**CHALLENGE**
Could you repeat the items from the line containing "the black pepper" through the end of the items, replacing "grinder" with "mill" and leaving everything else unchanged?

**WORKING DATA**

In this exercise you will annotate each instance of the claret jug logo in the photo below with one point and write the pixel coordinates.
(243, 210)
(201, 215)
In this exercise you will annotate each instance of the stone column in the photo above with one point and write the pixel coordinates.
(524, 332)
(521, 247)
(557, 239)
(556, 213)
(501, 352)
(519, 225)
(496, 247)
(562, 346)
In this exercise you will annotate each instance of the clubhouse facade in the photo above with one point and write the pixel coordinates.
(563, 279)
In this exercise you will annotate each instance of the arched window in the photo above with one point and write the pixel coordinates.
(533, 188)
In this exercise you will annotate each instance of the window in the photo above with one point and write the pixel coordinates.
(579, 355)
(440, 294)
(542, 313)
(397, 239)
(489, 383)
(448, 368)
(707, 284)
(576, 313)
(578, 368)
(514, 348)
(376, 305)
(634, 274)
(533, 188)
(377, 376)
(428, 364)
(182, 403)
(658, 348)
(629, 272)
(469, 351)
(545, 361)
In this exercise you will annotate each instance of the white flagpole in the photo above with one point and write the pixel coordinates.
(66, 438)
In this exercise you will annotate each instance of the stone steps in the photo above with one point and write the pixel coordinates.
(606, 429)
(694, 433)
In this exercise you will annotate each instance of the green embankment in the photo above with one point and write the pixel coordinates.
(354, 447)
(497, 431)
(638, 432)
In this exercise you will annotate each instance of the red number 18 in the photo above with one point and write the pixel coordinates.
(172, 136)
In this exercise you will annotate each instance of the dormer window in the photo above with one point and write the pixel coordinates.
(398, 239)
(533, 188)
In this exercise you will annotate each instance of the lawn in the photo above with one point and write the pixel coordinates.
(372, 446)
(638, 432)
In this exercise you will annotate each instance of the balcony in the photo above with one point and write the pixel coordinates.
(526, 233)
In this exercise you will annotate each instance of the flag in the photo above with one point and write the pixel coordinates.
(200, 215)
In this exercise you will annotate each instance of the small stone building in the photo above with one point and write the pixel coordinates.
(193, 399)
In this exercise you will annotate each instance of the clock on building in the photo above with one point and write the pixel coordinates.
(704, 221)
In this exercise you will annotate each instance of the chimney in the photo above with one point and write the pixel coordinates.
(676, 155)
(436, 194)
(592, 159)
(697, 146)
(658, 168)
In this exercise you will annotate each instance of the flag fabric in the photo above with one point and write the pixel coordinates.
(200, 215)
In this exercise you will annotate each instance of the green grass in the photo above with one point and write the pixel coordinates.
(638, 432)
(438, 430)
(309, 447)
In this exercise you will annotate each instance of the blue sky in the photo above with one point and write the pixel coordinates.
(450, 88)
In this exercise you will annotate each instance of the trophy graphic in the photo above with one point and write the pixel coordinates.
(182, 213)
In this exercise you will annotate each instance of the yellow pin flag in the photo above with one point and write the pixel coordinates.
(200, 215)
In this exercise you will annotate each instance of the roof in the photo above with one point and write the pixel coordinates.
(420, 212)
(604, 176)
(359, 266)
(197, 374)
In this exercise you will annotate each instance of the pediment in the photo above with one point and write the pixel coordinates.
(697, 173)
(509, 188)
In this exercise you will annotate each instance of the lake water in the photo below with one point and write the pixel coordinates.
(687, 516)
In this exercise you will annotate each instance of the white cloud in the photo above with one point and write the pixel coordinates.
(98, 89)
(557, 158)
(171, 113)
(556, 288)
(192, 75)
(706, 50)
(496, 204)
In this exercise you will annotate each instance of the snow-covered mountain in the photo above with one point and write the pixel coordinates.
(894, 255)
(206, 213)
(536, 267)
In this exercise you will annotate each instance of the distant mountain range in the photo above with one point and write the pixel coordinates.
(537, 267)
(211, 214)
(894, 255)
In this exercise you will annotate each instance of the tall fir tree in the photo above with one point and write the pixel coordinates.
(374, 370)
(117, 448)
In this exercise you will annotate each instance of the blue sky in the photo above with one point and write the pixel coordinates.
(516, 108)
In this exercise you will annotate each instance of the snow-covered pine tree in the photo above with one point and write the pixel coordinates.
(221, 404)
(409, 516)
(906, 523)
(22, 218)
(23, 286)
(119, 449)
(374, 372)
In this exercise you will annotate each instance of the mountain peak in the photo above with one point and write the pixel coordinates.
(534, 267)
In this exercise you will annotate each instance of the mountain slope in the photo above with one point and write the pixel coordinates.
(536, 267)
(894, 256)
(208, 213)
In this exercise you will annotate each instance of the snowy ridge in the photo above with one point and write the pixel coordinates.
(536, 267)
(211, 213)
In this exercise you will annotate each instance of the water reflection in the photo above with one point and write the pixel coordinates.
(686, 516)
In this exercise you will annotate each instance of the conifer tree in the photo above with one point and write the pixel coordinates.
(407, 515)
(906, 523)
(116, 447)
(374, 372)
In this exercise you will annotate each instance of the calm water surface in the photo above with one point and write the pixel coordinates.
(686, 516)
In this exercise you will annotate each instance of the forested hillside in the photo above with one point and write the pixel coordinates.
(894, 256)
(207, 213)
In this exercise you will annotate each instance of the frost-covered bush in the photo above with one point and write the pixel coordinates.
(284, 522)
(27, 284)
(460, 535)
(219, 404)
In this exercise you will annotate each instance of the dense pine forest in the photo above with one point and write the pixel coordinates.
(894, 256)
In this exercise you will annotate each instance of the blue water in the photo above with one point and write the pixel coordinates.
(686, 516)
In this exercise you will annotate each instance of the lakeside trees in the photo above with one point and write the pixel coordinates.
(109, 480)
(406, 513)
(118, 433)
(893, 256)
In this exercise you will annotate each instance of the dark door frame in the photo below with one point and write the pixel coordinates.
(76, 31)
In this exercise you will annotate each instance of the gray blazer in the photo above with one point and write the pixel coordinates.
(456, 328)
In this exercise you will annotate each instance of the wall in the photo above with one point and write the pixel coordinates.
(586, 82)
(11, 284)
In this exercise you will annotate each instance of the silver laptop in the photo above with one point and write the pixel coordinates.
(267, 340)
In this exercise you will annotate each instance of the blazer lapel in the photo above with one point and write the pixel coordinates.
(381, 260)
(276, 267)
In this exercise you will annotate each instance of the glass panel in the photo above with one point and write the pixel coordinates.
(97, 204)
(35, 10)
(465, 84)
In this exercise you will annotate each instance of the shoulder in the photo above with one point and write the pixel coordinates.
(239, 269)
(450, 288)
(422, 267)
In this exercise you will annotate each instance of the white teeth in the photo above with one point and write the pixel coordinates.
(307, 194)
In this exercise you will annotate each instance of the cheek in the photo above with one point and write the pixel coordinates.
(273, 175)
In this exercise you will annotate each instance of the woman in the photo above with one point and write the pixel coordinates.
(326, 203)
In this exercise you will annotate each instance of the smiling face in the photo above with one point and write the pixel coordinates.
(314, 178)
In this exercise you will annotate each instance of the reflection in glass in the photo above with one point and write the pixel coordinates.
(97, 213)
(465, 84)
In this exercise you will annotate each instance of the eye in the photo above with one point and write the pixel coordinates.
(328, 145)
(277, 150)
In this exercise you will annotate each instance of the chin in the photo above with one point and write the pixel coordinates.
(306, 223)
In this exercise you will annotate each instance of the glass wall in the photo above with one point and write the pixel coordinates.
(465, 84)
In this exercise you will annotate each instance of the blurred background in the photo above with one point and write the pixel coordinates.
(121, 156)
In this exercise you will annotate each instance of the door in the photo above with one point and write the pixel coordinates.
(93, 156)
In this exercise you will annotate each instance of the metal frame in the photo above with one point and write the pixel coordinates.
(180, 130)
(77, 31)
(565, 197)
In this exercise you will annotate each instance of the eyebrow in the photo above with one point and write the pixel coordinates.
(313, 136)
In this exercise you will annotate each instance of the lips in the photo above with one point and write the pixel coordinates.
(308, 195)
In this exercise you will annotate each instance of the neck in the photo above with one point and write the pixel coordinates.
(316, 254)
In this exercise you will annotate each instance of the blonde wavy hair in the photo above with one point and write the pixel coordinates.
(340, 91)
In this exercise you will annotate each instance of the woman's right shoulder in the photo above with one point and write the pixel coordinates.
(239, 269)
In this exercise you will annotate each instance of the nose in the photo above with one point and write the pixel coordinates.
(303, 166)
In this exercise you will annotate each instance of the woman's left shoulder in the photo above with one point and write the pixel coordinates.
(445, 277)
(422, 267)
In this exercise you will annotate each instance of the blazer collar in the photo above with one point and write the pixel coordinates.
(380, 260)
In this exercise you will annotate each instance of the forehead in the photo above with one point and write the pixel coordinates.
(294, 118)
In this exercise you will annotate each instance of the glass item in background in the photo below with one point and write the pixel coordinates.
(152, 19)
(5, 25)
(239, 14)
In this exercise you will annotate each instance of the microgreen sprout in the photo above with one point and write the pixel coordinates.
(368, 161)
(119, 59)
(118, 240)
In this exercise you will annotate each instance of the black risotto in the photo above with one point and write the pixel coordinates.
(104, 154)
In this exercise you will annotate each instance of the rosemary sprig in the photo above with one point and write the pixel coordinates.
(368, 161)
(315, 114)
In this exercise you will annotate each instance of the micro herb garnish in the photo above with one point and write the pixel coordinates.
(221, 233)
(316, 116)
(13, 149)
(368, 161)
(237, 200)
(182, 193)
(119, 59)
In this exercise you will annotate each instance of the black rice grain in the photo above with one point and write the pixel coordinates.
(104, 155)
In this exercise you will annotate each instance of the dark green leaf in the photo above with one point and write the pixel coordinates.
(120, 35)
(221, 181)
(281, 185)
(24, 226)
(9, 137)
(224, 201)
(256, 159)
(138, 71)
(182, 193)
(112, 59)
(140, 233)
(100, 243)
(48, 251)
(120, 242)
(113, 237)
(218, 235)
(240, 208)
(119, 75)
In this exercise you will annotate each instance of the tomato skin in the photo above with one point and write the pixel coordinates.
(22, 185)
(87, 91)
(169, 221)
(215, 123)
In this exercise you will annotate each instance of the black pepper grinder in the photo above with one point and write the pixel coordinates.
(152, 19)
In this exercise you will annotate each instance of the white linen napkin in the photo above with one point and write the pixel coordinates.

**RESULT OF THE TASK**
In this exercise you will annotate each instance of the black pepper mill in the photo above with one point and write the pixel coordinates.
(152, 19)
In this exercise you will annotate each instance of the white linen napkin in the photo above with one point and write the pixel coordinates.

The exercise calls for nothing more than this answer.